## Input records:
________________________

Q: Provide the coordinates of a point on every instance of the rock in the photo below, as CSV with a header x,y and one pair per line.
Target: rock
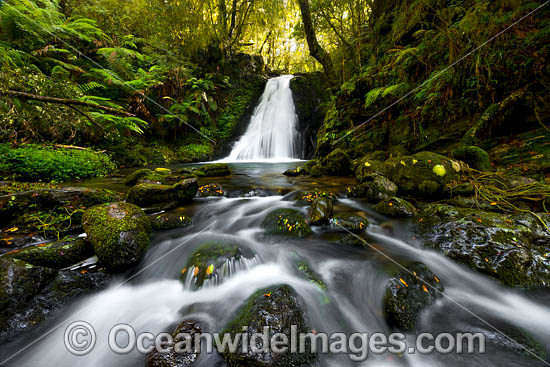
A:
x,y
58,254
210,190
352,223
277,307
164,221
119,233
178,358
286,222
145,195
214,260
396,207
423,174
337,163
407,294
474,156
380,189
213,170
320,210
509,247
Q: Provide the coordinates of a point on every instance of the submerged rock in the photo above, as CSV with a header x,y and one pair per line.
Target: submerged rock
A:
x,y
145,195
320,210
119,234
279,308
396,207
515,249
286,222
408,293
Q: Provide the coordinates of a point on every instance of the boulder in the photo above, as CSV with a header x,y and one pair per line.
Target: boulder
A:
x,y
287,222
408,293
119,233
320,210
352,223
145,195
396,207
279,308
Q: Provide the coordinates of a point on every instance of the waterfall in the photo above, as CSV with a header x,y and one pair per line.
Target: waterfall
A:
x,y
271,133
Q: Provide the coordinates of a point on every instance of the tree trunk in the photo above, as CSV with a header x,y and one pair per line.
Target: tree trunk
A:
x,y
315,48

________________________

## Work request:
Please set down the records exactly, and keep every image out of the copy.

## The answer:
Q: Provide the coordinates of a point on every instance of the rock in the photo below, as CSV with a header x,y and one pair per line.
Target: rock
A:
x,y
58,254
210,190
352,223
277,307
164,221
119,233
178,358
286,222
145,195
214,260
396,207
423,174
337,163
407,294
474,156
380,189
213,170
320,210
509,247
Q: Provide the coordinates of a point on every instance of the submerged rock in the photo above, as CSV with a header x,y and one pair per line.
Target: submerged rock
A:
x,y
145,195
320,210
119,234
279,308
396,207
515,249
286,222
408,293
Q: Provide the coordinates of a point on every instance of the boulder in the photo above, as CSV with a header x,y and one pair per line.
Target: boulder
A:
x,y
287,222
408,293
119,233
320,210
352,223
145,195
396,207
279,308
Q: Provide the coordinates of a point on every instance of the waterfall in the photo above, as CSV with a header x,y and one pair per line.
Target: waterfall
A:
x,y
271,133
Q: Provide the coordinates of a point on every instance of the tree trunk in the photo above, as CSV with a header x,y and one pair per line.
Target: tree trunk
A:
x,y
315,48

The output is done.